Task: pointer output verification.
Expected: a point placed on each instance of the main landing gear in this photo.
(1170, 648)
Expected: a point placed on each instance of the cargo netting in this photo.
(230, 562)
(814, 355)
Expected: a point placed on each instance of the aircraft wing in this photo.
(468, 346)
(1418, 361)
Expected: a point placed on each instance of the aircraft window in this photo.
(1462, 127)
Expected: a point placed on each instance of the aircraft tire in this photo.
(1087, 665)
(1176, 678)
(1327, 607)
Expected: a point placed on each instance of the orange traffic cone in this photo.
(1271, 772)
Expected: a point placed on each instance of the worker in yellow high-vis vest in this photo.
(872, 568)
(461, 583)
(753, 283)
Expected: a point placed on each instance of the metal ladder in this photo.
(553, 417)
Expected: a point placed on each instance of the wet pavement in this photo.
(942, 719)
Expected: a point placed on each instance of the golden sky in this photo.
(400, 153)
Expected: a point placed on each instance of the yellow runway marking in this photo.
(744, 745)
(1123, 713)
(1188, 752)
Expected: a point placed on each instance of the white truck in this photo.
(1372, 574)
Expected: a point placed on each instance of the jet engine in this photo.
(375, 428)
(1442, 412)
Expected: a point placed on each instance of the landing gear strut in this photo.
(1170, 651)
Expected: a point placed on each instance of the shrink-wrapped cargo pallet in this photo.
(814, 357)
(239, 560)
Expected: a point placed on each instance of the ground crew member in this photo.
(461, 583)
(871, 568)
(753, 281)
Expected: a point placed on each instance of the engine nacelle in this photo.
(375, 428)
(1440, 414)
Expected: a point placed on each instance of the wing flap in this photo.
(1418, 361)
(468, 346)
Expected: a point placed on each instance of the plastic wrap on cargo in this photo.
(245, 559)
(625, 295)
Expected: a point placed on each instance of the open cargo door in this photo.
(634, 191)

◆ Given exercise ◆
Copy out all the records above, substituting "airplane" for each occurrence of "aircraft" and leaving every other part unchanged.

◆ Exercise solution ◆
Task: pointer output verification.
Expected: a point placed on each instance of the main landing gear in this photo.
(1170, 648)
Expected: a point placed on each instance of the cargo netting in this photo.
(230, 562)
(814, 355)
Expected: a point placed on each instance of the airplane wing in this photo.
(468, 346)
(1418, 361)
Expected: a point placed on each instance of the airplane window in this photo.
(1462, 127)
Expected: a point placed on each instance of the airplane tire in this photo.
(1087, 665)
(1176, 678)
(1327, 607)
Expected: a point placed on each instance of the orange traffic cone in this photo.
(1271, 772)
Expected: a point placed on each instance of the worker in yellow high-vis vest in this photo.
(872, 568)
(461, 583)
(753, 283)
Expected: a point placed on each instance of the metal ladder in this photo.
(553, 417)
Expected: a point placed on each instance of the wet pavement in this photo.
(942, 719)
Expected: a point placed on each instance of the golden sky in this photo.
(400, 153)
Expected: a point placed on each instance of the yellow runway marking in this photo.
(744, 745)
(1123, 713)
(1188, 752)
Expected: a point placed on each instance of the white truck in this photo.
(1372, 574)
Expected: a point placed on each instance of the jet engine in this photo.
(375, 428)
(1442, 412)
Expected: a point placed on each instance of the landing gear strut in this photo.
(1170, 651)
Expected: a point placed on each instance of the shrink-wrapped cargo pallet in this photo.
(814, 357)
(239, 560)
Expected: a point placed on each instance of the ground crew member in this photo.
(461, 583)
(871, 568)
(753, 281)
Expected: a point placed on each instance of the engine nacelle in this photo.
(375, 428)
(1440, 414)
Expected: a point placed on each instance of the wing flap in this photo.
(1418, 361)
(468, 346)
Expected: a point placed on each instance of the plastic wrap on cargo in this photo.
(245, 559)
(625, 295)
Expected: a point placed on each instance of the open cargo door in this photo.
(634, 191)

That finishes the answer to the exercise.